Writing is such a critical subject to master. Students who have confidence and skills as writers have the potential to go far in education and life. But, writing is one of the toughest subjects to teach and one of the subjects most students struggle with.
What’s worse is that many teachers have not even been trained to teach writing in their credential programs!
The teachers who collaborated on this blog post want to help. Here you will learn ways to teach writing in order to more fully support your struggling writers. Let’s get started…
1. Sentence Level Lessons
Many students struggle with writing, especially students with special needs and who are underserved. One reason, according to Judith C. Hochman and Natalie Wexler, is because they have not been taught explicitly how to craft a sentence, even at the elementary level. They are given assignments and activities rather than step by step instructions or direct instruction at the sentence level. As a teacher with eight years of experience in the elementary classroom, Amanda Write Now can attest to this phenomenon. Often teachers assume content has been taught at the previous grade level. The truth is this assumption is dangerous and can lead to many holes in students’ knowledge and skills as writers.
Many students would greatly benefit from starting at the sentence level. Hochman and Wexler, authors of The Writing Revolution describes a step-by-step process for how to do this. Even strong writers would benefit from sentence level instruction. Here are the steps:
- Teach about and have students practice using complete sentences by having students identify fragments, complete sentences, run on sentences and scrambled sentences.
- Teach about and have students practice using the four sentence types: statement, command, question and exclamation.
- Provide students with sentence stems that end in but, because and so. These stems can be related to the content you are currently teaching too so that you are not only teaching about how to expand sentences but also the content too.

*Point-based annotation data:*
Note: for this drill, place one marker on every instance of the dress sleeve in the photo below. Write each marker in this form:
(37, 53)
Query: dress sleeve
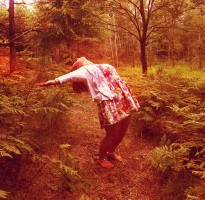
(77, 75)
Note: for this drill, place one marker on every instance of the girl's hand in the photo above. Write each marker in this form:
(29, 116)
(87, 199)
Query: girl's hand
(47, 83)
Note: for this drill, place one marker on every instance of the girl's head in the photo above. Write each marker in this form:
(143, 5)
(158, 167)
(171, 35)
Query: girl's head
(79, 87)
(80, 62)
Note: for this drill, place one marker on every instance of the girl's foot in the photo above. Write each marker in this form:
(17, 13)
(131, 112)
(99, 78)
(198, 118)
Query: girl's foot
(105, 163)
(114, 157)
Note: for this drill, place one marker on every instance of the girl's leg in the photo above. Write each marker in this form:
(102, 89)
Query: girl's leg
(107, 143)
(119, 135)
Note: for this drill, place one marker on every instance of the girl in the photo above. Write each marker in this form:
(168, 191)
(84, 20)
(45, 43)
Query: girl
(114, 99)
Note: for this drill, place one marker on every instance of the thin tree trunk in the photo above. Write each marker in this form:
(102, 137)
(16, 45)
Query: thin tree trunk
(143, 56)
(12, 62)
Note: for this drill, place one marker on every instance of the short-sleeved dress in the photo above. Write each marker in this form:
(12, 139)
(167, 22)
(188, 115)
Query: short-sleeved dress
(123, 103)
(111, 93)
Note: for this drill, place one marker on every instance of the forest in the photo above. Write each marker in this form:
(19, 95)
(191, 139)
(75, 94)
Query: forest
(49, 136)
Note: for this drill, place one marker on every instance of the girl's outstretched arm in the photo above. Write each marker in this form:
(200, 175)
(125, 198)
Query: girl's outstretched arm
(50, 82)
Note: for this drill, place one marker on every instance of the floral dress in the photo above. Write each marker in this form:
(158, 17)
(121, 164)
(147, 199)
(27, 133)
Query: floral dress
(123, 103)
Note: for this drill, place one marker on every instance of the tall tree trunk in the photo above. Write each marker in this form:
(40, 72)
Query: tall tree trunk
(12, 62)
(143, 55)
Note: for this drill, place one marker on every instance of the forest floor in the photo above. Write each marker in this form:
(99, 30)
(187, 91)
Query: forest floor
(132, 179)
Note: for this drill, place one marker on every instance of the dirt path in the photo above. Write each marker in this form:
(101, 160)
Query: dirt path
(132, 179)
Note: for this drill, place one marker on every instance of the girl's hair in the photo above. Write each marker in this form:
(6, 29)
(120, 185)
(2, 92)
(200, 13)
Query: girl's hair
(79, 87)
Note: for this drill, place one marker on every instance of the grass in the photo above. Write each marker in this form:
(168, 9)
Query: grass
(185, 71)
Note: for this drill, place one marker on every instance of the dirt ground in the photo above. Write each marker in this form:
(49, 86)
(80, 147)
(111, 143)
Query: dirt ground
(132, 179)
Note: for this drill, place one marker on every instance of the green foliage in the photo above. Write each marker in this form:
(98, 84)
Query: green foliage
(169, 156)
(173, 105)
(28, 117)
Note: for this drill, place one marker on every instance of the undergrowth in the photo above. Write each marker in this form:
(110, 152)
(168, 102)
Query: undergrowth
(174, 105)
(29, 116)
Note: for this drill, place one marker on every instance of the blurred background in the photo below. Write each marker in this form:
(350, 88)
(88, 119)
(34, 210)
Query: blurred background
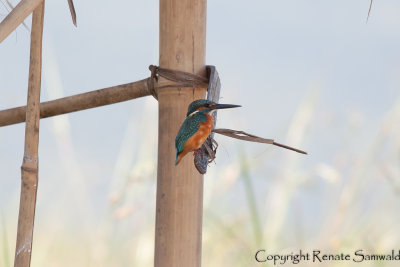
(310, 74)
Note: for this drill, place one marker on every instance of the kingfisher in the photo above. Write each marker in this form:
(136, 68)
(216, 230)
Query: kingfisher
(196, 127)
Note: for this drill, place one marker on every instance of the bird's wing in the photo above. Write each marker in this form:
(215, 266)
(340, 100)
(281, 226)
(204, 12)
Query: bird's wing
(189, 127)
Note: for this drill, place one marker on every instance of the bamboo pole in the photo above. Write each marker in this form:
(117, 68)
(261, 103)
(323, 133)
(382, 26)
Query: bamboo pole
(17, 16)
(102, 97)
(29, 169)
(179, 204)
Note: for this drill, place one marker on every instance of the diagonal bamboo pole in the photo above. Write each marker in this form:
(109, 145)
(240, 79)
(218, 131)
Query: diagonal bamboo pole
(97, 98)
(17, 16)
(29, 169)
(179, 204)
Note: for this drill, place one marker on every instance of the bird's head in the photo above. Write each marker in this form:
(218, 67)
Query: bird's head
(206, 106)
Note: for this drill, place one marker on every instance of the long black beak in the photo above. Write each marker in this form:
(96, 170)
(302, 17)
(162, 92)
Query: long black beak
(222, 106)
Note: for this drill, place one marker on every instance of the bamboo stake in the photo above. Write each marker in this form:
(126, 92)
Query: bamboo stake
(179, 188)
(29, 169)
(17, 16)
(102, 97)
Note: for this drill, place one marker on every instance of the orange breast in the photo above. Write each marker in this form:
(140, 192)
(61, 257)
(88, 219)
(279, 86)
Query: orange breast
(195, 141)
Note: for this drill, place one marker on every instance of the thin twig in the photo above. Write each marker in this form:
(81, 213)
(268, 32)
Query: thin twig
(369, 10)
(12, 7)
(17, 16)
(72, 10)
(78, 102)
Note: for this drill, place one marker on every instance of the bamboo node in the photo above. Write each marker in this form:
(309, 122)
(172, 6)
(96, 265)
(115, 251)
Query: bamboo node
(31, 170)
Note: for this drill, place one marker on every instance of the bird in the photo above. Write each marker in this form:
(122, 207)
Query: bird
(196, 127)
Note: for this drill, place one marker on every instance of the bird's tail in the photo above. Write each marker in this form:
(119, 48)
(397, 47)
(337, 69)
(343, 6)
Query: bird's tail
(178, 158)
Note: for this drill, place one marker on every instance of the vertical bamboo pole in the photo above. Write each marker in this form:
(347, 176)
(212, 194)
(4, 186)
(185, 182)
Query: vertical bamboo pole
(29, 169)
(179, 188)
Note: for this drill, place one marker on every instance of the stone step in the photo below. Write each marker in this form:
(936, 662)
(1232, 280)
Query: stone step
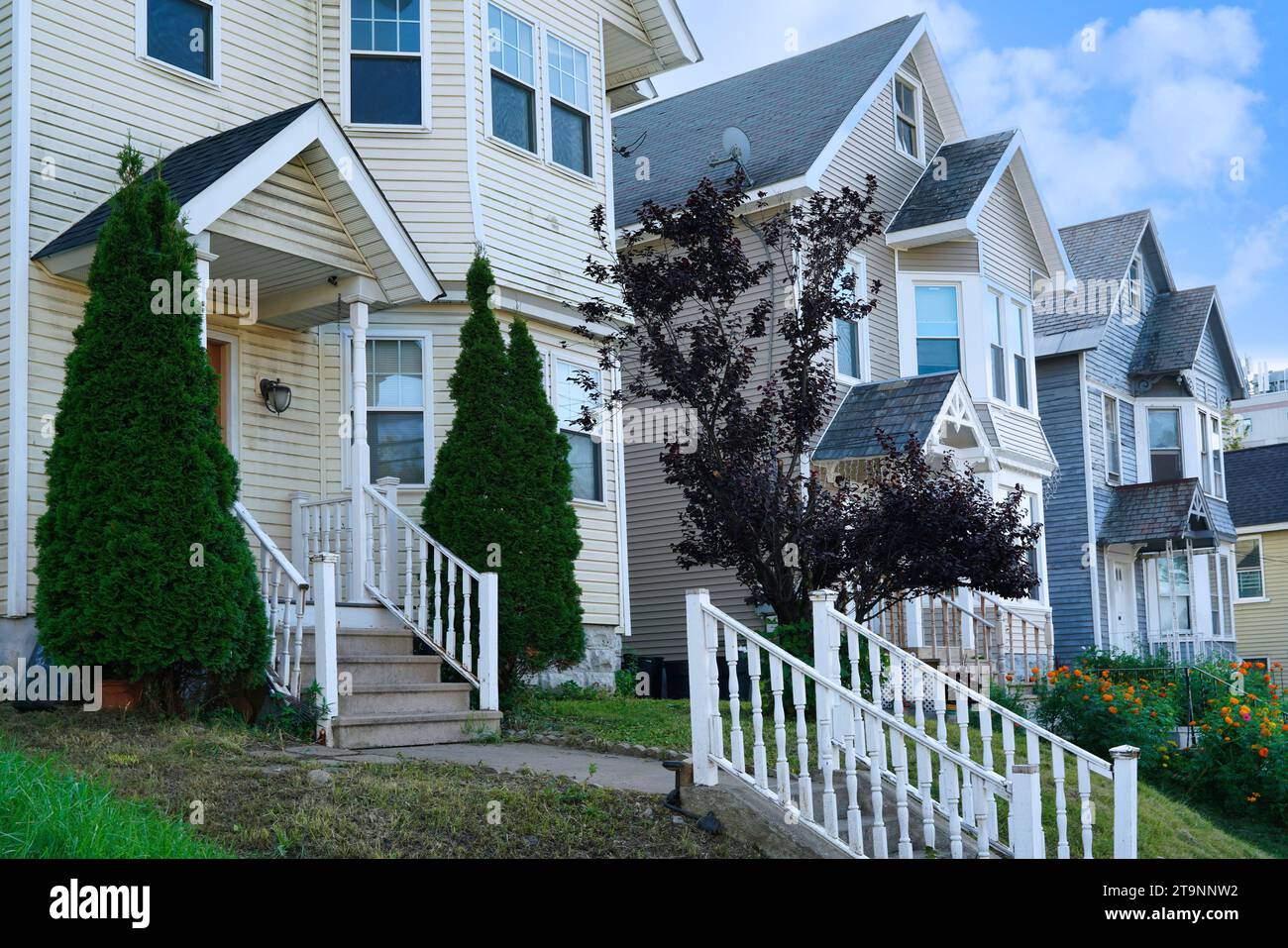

*TASKS TO CARRY OUT:*
1 > Write out the passage on teaching writing from "Many students would" to "question and exclamation.".
2 > Please mark each statement yes or no according to the passage on teaching writing, and quote the words that decide it: (a) Many teachers were not trained to teach writing in their credential programs. (b) Amanda Write Now has ten years of experience in the elementary classroom. (c) Only struggling writers benefit from sentence level instruction.
3 > Which four sentence types does the passage on teaching writing list?

*ANSWERS IN ORDER:*
1 >
Many students would greatly benefit from starting at the sentence level. Hochman and Wexler, authors of The Writing Revolution describes a step-by-step process for how to do this. Even strong writers would benefit from sentence level instruction. Here are the steps:
- Teach about and have students practice using complete sentences by having students identify fragments, complete sentences, run on sentences and scrambled sentences.
- Teach about and have students practice using the four sentence types: statement, command, question and exclamation.

2 >
(a) Yes: "many teachers have not even been trained to teach writing in their credential programs"
(b) No: "As a teacher with eight years of experience in the elementary classroom"
(c) No: "Even strong writers would benefit from sentence level instruction."

3 > Statement, command, question and exclamation.